■ Your instructions
Copy, without alteration, the lines in the records below starting with the line containing "Where can the bottle" and continuing through the line containing "pixel 630 375", both included.

# START OF Records supplied

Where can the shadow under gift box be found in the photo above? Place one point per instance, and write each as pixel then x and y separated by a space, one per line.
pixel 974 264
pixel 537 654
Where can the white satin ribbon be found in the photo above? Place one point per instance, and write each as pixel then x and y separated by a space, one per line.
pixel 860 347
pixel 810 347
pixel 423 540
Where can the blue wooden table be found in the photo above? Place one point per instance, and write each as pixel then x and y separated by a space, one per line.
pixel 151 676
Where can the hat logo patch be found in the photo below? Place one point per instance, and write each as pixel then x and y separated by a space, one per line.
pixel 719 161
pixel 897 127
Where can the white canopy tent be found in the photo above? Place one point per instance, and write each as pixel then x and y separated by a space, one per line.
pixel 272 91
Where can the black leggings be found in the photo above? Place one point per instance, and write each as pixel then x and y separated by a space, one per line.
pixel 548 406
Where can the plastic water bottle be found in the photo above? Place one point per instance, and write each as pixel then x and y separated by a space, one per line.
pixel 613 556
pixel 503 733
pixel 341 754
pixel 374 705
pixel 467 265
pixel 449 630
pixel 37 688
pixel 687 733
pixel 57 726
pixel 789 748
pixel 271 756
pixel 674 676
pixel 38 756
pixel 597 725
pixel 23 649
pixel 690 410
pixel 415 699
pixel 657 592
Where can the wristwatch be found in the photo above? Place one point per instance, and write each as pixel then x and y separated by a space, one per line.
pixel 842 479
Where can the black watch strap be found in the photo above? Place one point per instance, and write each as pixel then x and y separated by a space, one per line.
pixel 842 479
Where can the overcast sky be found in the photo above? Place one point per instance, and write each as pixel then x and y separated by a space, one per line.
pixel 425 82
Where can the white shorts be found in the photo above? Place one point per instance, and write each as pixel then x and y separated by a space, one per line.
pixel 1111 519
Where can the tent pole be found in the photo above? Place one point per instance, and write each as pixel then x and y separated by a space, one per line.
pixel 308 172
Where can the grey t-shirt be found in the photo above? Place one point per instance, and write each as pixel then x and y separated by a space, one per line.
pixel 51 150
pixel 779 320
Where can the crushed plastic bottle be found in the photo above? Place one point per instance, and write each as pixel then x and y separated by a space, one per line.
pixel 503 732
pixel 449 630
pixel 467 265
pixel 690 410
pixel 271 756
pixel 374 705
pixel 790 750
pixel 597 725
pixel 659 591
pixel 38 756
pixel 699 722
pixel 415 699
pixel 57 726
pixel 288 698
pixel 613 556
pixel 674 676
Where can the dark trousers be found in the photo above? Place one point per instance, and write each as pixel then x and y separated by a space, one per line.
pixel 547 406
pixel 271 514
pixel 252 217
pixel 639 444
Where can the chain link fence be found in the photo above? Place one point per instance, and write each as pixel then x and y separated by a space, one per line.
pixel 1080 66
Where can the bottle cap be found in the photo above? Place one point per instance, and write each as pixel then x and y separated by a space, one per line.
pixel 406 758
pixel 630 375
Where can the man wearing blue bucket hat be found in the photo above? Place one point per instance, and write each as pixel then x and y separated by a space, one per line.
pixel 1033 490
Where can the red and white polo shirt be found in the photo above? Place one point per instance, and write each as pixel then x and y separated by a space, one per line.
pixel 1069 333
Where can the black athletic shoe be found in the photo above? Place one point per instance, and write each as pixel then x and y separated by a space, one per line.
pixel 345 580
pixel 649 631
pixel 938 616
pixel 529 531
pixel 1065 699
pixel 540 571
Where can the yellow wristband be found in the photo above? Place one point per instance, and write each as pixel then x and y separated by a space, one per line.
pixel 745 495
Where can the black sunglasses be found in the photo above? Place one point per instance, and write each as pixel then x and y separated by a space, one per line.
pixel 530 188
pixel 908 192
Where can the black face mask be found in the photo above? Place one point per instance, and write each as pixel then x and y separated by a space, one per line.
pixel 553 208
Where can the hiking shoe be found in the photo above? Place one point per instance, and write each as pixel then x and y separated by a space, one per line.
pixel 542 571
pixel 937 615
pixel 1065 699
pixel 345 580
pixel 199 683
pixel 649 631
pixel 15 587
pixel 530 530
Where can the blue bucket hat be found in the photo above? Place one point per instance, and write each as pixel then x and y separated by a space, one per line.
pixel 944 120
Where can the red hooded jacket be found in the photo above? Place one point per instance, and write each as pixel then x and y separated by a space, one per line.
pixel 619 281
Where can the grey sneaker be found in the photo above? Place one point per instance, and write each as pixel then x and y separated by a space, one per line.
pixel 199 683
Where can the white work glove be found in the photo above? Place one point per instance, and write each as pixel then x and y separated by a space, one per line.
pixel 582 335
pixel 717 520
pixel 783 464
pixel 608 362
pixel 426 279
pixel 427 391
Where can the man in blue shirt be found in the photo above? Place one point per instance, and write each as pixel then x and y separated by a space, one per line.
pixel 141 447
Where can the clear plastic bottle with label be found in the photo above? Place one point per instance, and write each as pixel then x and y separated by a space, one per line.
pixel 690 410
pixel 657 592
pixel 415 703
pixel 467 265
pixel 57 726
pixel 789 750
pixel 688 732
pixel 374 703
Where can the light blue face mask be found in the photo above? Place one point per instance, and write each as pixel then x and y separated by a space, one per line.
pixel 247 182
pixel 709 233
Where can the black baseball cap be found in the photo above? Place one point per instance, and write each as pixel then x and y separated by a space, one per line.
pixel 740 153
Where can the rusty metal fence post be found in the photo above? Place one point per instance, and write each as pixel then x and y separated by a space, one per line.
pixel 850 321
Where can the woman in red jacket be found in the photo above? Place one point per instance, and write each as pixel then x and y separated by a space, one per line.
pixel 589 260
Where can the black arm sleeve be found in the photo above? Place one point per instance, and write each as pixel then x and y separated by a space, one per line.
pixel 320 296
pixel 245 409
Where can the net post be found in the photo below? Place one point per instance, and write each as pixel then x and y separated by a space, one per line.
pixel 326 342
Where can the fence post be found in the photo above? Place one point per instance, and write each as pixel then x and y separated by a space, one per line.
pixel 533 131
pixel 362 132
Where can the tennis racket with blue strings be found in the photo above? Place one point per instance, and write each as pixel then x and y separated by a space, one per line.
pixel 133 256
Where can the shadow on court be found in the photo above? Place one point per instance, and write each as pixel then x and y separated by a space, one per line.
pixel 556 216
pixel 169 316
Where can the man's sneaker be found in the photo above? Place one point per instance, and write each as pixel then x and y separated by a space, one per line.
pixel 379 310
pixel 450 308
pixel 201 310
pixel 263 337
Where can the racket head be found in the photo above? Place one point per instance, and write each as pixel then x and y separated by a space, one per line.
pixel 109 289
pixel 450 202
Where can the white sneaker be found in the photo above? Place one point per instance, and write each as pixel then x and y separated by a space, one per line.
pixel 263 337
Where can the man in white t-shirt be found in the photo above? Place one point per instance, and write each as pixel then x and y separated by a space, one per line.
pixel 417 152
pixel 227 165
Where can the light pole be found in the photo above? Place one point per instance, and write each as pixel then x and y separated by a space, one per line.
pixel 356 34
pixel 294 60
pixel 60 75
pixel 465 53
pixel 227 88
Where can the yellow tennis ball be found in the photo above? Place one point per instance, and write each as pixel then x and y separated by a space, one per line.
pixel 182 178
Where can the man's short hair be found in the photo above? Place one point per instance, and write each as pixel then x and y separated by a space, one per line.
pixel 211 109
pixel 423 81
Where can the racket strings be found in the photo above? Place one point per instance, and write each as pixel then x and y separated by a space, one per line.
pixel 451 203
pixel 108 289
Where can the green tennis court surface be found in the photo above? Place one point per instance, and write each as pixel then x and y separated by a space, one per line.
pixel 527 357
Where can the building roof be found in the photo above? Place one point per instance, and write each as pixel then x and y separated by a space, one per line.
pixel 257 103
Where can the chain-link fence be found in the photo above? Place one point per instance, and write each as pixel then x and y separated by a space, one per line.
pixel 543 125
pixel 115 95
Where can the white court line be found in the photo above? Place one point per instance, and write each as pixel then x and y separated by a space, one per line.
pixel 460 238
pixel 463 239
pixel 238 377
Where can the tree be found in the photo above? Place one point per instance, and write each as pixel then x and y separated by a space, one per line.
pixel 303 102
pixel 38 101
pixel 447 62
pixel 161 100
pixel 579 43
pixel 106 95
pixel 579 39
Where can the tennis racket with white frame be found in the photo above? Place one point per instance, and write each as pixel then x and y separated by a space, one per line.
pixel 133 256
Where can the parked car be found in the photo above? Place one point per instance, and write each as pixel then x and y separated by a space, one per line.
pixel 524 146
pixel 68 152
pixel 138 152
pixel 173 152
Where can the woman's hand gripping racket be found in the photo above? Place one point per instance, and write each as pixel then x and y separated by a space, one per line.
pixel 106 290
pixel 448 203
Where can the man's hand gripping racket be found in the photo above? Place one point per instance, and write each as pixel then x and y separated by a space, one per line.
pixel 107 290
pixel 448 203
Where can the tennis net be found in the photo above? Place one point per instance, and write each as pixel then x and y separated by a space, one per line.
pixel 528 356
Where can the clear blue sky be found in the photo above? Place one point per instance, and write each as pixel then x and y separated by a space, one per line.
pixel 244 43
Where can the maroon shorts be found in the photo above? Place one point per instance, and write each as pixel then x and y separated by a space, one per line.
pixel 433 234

# END OF Records supplied

■ Answer to this problem
Where can the bottle cap be found in the photo above? Place one point per instance, and write each as pixel then x and y separated by a space, one per line.
pixel 406 758
pixel 630 375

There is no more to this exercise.